Action item:
The lines to return are the one containing "Return a point for each instance of the gingham" and all that follow it in the entries below, duplicated exactly and nothing else.

Exercise input:
◇ ◇ ◇ ◇

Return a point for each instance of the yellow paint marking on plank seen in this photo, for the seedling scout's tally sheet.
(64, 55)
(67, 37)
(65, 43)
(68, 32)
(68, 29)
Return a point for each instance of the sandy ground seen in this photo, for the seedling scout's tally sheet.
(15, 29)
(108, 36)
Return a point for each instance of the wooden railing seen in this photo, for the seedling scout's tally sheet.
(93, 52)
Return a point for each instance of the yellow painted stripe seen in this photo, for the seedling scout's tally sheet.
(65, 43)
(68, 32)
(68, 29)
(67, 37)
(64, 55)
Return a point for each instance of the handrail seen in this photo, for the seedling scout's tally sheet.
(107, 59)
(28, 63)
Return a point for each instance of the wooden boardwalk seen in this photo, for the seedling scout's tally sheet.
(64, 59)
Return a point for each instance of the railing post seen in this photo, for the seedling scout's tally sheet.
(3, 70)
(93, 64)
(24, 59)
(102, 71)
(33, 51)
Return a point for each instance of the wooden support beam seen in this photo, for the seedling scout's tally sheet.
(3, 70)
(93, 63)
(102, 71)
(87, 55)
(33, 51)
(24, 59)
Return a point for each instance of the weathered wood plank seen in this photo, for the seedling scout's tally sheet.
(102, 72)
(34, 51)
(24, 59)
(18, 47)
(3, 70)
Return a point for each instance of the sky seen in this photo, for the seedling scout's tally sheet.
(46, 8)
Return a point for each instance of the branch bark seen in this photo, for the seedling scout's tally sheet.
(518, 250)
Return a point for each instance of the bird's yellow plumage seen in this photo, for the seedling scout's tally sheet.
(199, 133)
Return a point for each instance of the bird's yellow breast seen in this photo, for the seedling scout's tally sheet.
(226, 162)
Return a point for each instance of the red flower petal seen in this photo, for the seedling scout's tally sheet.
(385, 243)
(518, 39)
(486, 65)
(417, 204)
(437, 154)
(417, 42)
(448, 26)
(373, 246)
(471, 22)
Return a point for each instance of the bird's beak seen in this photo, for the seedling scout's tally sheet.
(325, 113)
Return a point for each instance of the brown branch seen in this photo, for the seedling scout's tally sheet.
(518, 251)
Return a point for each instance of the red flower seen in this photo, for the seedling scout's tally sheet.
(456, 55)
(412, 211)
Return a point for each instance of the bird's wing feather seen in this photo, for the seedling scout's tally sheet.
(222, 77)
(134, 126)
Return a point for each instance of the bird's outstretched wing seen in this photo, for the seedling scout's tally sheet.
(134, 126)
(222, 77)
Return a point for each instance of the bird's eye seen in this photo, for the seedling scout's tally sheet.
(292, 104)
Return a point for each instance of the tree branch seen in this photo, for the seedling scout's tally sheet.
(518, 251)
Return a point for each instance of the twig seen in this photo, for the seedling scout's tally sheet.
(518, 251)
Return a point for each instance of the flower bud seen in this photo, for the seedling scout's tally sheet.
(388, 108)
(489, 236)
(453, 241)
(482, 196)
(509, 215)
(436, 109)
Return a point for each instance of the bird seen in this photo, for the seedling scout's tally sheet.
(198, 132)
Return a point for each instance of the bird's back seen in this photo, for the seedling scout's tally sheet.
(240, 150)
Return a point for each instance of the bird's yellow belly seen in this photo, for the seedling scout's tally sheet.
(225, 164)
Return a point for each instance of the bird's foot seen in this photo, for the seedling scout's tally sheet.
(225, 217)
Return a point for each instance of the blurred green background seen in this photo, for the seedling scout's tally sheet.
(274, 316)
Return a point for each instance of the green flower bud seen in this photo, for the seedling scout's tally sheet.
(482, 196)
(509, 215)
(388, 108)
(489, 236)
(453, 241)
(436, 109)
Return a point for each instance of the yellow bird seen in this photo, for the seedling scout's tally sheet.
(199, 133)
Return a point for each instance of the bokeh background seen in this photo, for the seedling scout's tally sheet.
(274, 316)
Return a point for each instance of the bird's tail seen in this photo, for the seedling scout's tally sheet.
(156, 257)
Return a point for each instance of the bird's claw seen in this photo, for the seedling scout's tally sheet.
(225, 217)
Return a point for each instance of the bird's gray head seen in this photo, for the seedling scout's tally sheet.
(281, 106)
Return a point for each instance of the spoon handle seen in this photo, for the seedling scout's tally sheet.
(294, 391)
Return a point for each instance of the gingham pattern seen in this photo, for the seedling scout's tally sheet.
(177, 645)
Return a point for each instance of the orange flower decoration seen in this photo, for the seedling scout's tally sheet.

◇ ◇ ◇ ◇

Problem solution:
Return a point for each instance of the gingham pattern seen in this photo, for the seedling scout's tally sheet.
(177, 645)
Return a point for each instance of the orange flower decoration seen in this photo, for the seedling scout's tally sheet.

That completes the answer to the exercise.